◆ **Your assignment**:
Extract all lines that hold "grass" from the records below.

[Region pointing data]
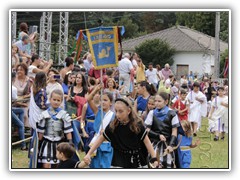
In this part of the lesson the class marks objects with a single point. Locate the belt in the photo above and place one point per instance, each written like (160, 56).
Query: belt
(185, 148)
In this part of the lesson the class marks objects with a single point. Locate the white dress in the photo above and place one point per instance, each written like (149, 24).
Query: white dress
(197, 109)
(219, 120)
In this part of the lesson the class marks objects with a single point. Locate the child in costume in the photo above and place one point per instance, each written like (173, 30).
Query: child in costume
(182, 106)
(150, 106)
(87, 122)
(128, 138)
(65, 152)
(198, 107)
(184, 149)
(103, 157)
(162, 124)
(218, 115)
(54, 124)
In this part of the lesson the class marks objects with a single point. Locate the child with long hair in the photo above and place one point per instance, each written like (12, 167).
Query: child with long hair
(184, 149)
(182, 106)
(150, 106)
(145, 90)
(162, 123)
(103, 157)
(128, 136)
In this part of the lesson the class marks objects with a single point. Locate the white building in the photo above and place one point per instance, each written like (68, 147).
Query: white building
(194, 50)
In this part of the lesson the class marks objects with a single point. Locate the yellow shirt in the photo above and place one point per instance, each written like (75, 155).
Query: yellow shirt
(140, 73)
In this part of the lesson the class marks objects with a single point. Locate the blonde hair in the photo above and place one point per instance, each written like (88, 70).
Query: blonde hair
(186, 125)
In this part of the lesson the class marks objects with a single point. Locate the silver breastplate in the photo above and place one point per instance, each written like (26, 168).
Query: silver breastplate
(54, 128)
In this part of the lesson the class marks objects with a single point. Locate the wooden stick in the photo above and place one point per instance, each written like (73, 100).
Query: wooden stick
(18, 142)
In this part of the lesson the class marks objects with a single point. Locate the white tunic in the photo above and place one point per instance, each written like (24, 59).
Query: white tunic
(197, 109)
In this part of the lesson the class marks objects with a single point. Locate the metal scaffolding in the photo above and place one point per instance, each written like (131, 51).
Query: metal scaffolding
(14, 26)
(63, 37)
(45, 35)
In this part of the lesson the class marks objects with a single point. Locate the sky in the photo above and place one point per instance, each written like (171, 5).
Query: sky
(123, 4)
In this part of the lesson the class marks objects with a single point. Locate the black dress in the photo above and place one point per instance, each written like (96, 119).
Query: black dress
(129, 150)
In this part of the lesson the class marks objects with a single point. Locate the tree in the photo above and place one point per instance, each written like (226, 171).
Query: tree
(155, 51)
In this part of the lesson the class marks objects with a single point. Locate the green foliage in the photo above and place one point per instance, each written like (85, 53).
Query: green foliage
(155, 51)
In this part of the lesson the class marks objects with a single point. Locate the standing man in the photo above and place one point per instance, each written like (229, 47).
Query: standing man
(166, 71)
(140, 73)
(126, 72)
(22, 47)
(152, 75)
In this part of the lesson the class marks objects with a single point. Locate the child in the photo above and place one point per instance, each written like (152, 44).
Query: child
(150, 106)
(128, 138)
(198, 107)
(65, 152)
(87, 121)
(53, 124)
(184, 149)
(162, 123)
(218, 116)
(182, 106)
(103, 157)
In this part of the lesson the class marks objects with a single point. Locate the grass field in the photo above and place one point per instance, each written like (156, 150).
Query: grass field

◆ **Completed exercise**:
In this part of the lesson the class marks objects with a single point. Locate the grass field in the photo above and place one point per instance, each written like (156, 150).
Query: grass field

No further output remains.